TO BE DONE — Output each line of the data below as a JSON list of strings, one string per line, with blank lines omitted.

** START OF PROVIDED INFORMATION **

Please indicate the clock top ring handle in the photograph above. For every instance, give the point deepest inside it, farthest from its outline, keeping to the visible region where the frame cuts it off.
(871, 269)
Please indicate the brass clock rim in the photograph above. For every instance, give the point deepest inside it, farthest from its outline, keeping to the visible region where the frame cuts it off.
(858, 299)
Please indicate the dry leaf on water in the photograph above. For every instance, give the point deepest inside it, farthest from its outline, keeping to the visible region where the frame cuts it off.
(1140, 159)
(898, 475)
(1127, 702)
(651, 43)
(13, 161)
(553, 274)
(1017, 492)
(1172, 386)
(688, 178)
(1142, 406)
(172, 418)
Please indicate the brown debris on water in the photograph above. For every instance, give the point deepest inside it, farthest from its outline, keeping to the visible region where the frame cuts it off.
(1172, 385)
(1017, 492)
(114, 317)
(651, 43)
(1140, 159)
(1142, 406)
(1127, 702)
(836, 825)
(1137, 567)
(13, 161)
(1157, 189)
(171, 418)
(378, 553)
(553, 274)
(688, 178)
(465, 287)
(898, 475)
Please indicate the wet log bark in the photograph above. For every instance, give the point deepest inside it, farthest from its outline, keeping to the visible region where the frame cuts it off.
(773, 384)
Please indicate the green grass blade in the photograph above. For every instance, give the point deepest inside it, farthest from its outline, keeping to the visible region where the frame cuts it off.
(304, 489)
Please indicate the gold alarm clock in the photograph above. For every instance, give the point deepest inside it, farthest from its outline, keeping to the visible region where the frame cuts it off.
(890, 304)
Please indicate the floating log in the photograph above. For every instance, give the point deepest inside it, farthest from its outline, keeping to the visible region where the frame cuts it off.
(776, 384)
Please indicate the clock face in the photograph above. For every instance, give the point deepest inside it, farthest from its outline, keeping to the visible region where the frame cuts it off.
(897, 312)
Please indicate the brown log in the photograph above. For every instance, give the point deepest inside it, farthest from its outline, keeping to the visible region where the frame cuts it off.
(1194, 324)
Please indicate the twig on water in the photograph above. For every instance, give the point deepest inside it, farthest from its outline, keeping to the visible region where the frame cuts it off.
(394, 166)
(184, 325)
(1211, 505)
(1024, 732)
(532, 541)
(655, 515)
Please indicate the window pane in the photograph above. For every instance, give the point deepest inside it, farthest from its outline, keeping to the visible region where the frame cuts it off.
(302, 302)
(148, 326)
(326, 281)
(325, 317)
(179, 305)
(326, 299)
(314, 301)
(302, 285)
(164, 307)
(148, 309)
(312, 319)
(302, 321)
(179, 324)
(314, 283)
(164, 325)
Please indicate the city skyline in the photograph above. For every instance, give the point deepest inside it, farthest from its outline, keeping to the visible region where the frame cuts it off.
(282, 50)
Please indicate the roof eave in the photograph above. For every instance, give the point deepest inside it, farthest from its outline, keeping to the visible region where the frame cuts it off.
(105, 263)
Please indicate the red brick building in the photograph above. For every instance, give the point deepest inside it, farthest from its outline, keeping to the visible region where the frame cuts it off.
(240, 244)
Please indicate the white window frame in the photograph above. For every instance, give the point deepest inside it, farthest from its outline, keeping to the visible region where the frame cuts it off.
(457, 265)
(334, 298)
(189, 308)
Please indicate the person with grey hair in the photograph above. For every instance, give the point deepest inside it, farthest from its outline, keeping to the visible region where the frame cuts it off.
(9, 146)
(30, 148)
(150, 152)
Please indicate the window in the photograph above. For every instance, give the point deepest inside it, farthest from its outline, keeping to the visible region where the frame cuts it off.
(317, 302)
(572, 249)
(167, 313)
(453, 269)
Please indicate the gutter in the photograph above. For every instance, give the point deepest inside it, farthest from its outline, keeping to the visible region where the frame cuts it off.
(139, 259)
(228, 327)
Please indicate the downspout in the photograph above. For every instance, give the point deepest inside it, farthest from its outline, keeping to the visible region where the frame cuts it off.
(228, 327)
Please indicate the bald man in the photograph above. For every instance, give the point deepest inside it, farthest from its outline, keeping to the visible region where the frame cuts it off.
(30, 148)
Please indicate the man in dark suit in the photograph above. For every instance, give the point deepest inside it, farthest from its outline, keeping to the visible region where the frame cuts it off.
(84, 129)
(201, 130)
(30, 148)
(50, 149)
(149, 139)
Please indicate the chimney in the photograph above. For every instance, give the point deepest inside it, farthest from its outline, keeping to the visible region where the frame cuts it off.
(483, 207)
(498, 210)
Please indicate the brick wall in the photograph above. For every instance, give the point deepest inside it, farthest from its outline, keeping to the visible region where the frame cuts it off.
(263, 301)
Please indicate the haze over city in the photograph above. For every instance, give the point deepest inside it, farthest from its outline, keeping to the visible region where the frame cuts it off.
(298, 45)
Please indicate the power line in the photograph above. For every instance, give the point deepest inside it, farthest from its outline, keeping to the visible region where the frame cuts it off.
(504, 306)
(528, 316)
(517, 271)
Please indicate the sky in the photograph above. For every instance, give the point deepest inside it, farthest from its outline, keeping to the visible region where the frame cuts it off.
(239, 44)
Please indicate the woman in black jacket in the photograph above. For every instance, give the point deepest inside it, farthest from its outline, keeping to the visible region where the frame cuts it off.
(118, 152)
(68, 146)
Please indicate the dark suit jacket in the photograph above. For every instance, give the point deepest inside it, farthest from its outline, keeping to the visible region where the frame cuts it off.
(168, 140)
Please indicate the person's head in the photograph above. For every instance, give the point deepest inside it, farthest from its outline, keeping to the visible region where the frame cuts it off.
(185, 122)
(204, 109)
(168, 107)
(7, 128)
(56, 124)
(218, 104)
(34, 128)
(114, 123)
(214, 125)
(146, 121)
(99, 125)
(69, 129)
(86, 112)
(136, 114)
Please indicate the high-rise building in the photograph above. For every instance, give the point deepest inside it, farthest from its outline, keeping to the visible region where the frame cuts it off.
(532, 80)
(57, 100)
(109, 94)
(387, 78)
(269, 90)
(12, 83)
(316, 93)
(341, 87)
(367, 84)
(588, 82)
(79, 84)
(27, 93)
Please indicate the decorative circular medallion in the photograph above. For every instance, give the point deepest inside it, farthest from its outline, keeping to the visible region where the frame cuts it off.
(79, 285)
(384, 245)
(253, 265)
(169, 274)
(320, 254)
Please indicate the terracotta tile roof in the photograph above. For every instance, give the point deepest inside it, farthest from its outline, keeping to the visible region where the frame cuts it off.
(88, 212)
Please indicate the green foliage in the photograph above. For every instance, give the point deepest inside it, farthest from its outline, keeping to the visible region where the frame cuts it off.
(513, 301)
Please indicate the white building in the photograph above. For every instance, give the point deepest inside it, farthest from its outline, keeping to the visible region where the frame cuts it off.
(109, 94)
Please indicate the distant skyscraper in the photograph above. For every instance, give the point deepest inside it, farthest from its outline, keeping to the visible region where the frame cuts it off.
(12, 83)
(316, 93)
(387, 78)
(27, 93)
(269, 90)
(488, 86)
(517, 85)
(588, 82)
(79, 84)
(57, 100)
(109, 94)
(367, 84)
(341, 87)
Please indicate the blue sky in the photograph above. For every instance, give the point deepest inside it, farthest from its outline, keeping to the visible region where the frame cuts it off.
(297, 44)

** END OF PROVIDED INFORMATION **

ANSWER —
[
  "Please indicate the clock top ring handle in the photograph above. For every instance, give the point deepest inside it, farthest from its outline, keeping to the visible region where the frame cuts it off.",
  "(871, 269)",
  "Please indicate the brass clock rim in the photograph above. For every instance, give the point deepest inside it, farthest from its outline, keeping to the visible region where the frame cuts it off.",
  "(858, 299)",
  "Please indicate the dry leaf on water in the photograph above. For every instance, give the point deepest inside it, farthest from its outline, keeping to the visible region where the frame cuts it off.",
  "(1140, 159)",
  "(898, 475)",
  "(1127, 702)",
  "(651, 43)",
  "(13, 161)",
  "(553, 274)",
  "(1017, 492)",
  "(1172, 386)",
  "(688, 178)",
  "(1142, 406)",
  "(172, 418)",
  "Please indicate the brown debris on water in the photograph above. For every instance, give the point deepest inside it, farthest from its outline, keeping to the visible region where the frame cuts it off.",
  "(1172, 385)",
  "(1017, 492)",
  "(114, 317)",
  "(651, 43)",
  "(1140, 159)",
  "(1142, 406)",
  "(1127, 702)",
  "(836, 825)",
  "(1137, 567)",
  "(13, 161)",
  "(1157, 189)",
  "(171, 418)",
  "(378, 553)",
  "(553, 274)",
  "(688, 178)",
  "(465, 287)",
  "(898, 475)",
  "Please indicate the wet log bark in the photograph above. For every instance, give the point deepest inside it, farthest from its outline, keeping to the visible region where the frame cuts it off.",
  "(773, 384)",
  "Please indicate the green grass blade in the photograph above. For every instance, give the point deepest inside it, farthest from its outline, keeping to the visible region where the frame cuts it off.",
  "(304, 489)",
  "Please indicate the gold alarm clock in the photograph above. For every instance, give the point deepest inside it, farthest from its outline, keeping to the visible region where the frame cuts it off.",
  "(890, 304)",
  "Please indicate the floating log in the photograph above. For every instance, give the point deepest inside it, farthest from its outline, keeping to the visible region where the frame cuts it off.",
  "(776, 384)",
  "Please indicate the clock face in the photograph above. For every instance, give the point deepest inside it, farthest from its outline, keeping to the visible region where the frame cuts it off.",
  "(897, 312)",
  "Please indicate the brown log in the photograph above. For every instance, give the point deepest inside it, farthest from its outline, keeping to the visible region where the frame cuts it off.",
  "(1194, 324)",
  "Please indicate the twig on water in the photograph above. For every instance, give the point deepest inside it, farthest from its outline, keeping to the visible region where the frame cuts it off.",
  "(394, 166)",
  "(184, 325)",
  "(1211, 505)",
  "(1024, 732)",
  "(532, 541)",
  "(655, 515)",
  "Please indicate the window pane in the photograph above. For every instance, give the point deepest inside it, farthest from its outline, keeping to the visible region where the frame cuts it off.",
  "(302, 302)",
  "(148, 326)",
  "(326, 281)",
  "(325, 317)",
  "(179, 305)",
  "(326, 299)",
  "(314, 301)",
  "(302, 285)",
  "(164, 307)",
  "(148, 309)",
  "(312, 319)",
  "(302, 321)",
  "(179, 324)",
  "(314, 283)",
  "(164, 325)",
  "Please indicate the city skyline in the photograph above. For every instance, give the point deepest inside it, farthest from its outline, keeping to the visible region where the frame cuts it off.",
  "(282, 50)",
  "Please indicate the roof eave in the photograph above. For every instance, give the point deepest inside it, farthest from its outline, keeping to the visible region where the frame cuts it off.",
  "(105, 263)",
  "Please indicate the red brick building in the photograph above. For every instance, give the point deepest inside it, farthest from its outline, keeping to the visible region where the frame cuts it off.",
  "(240, 244)",
  "Please indicate the white window frame in the photograph above. For every instance, give the point deepest inside it, farthest from its outline, keeping to the visible region where the frame cuts it off.",
  "(457, 265)",
  "(334, 298)",
  "(189, 308)",
  "Please indicate the person with grey hair in the photograph above. For every instance, give the point deepest inside it, farthest from its outline, keeping to the visible region where the frame cuts it off.",
  "(9, 146)",
  "(30, 148)",
  "(150, 152)",
  "Please indicate the window in the photograph above. For every instance, give the point deepest inside it, farthest from its outline, keeping to the visible region where the frame cuts it off.",
  "(317, 302)",
  "(572, 249)",
  "(167, 313)",
  "(453, 269)",
  "Please indicate the gutter in the photograph above. For every instance, give the point deepest inside it, farthest from its outline, keeping to the visible region where the frame cuts it off.",
  "(139, 259)",
  "(228, 327)",
  "Please indicate the downspout in the photograph above. For every instance, give the point deepest inside it, farthest from its outline, keeping to the visible region where the frame cuts it off.",
  "(228, 327)",
  "Please indicate the bald man in the photograph above. For every instance, give the point deepest inside it, farthest from its outline, keeping to the visible region where the frame cuts it off.",
  "(30, 148)",
  "Please indicate the man in dark suit in the photograph above. For every instance, give the point deepest inside it, farthest from its outline, keeping to the visible region where the frame cuts it off.",
  "(84, 129)",
  "(201, 130)",
  "(30, 148)",
  "(50, 149)",
  "(149, 139)",
  "Please indicate the chimney in the photograph above. For every instance, give the point deepest inside it, farthest from its outline, keeping to the visible region where the frame cuts it off.",
  "(483, 207)",
  "(498, 210)",
  "Please indicate the brick wall in the photograph above. For every instance, give the point deepest inside it, farthest from its outline, keeping to the visible region where the frame cuts it off.",
  "(263, 301)",
  "Please indicate the haze over city in the photograph above. For every instance, give the point deepest inside it, farthest from its outline, keeping to the visible region where the frame cuts it off.",
  "(298, 45)",
  "Please indicate the power line in the photograph above. For every instance, give the point deepest inside it, farthest from its outline, keeping to the visible region where the frame cuts it off.",
  "(504, 306)",
  "(528, 316)",
  "(517, 271)",
  "Please indicate the sky in the photograph above. For every instance, give the point deepest inside it, farthest from its outline, keeping to the visible region where the frame cuts it off.",
  "(239, 44)",
  "Please indicate the woman in black jacket in the photograph above. For every instance, give the point deepest inside it, farthest from its outline, keeping to the visible region where the frame cuts it off.",
  "(118, 152)",
  "(68, 146)",
  "Please indicate the dark suit jacket in the photograph above. For every instance, give the point deepest inside it, farthest from its outline, keeping to the visible region where the frame cuts it off.",
  "(168, 140)",
  "Please indicate the person's head in the photograph above. For every instance, give the point deepest inside it, farthest from its outline, keeping to the visible region where the frame cuts it off.",
  "(185, 122)",
  "(204, 109)",
  "(168, 107)",
  "(7, 128)",
  "(56, 124)",
  "(218, 104)",
  "(34, 128)",
  "(114, 123)",
  "(214, 125)",
  "(146, 121)",
  "(99, 125)",
  "(69, 129)",
  "(86, 112)",
  "(136, 114)",
  "Please indicate the high-rise building in the photograph above. For every instance, give the point deepest inside it, farthest from its outline, keeping to the visible region where the frame cuts it off.",
  "(532, 80)",
  "(57, 100)",
  "(109, 94)",
  "(387, 78)",
  "(269, 90)",
  "(12, 83)",
  "(316, 93)",
  "(341, 87)",
  "(367, 84)",
  "(588, 82)",
  "(79, 84)",
  "(27, 93)",
  "Please indicate the decorative circular medallion in the photograph above. For every instance, give the point deepest inside it, farthest from its outline, keeping to the visible region where the frame cuts it off.",
  "(79, 285)",
  "(384, 245)",
  "(253, 265)",
  "(169, 274)",
  "(320, 254)",
  "Please indicate the terracotta tile roof in the photograph above. For every instance, give the point deepest inside it, farthest from its outline, keeping to the visible region where the frame cuts it off.",
  "(88, 212)",
  "Please indicate the green foliage in the photograph above. For every instance, give the point deepest inside it, farthest from its outline, keeping to the visible region where the frame cuts it off.",
  "(513, 301)",
  "Please indicate the white building in the photograph above. For every instance, give the point deepest inside it, farthest from its outline, keeping to the visible region where the frame cuts it off.",
  "(109, 94)",
  "Please indicate the distant skyscraper in the photograph above. For every instance, give the point deepest inside it, farthest from its outline, keeping to the visible region where the frame cuts it off.",
  "(12, 83)",
  "(316, 93)",
  "(387, 78)",
  "(27, 93)",
  "(269, 90)",
  "(488, 86)",
  "(517, 85)",
  "(588, 82)",
  "(79, 84)",
  "(57, 100)",
  "(109, 94)",
  "(367, 84)",
  "(341, 87)",
  "Please indicate the blue sky in the photograph above. For every instance, give the point deepest inside it, farthest from its outline, keeping to the visible region where the frame cuts it off.",
  "(297, 44)"
]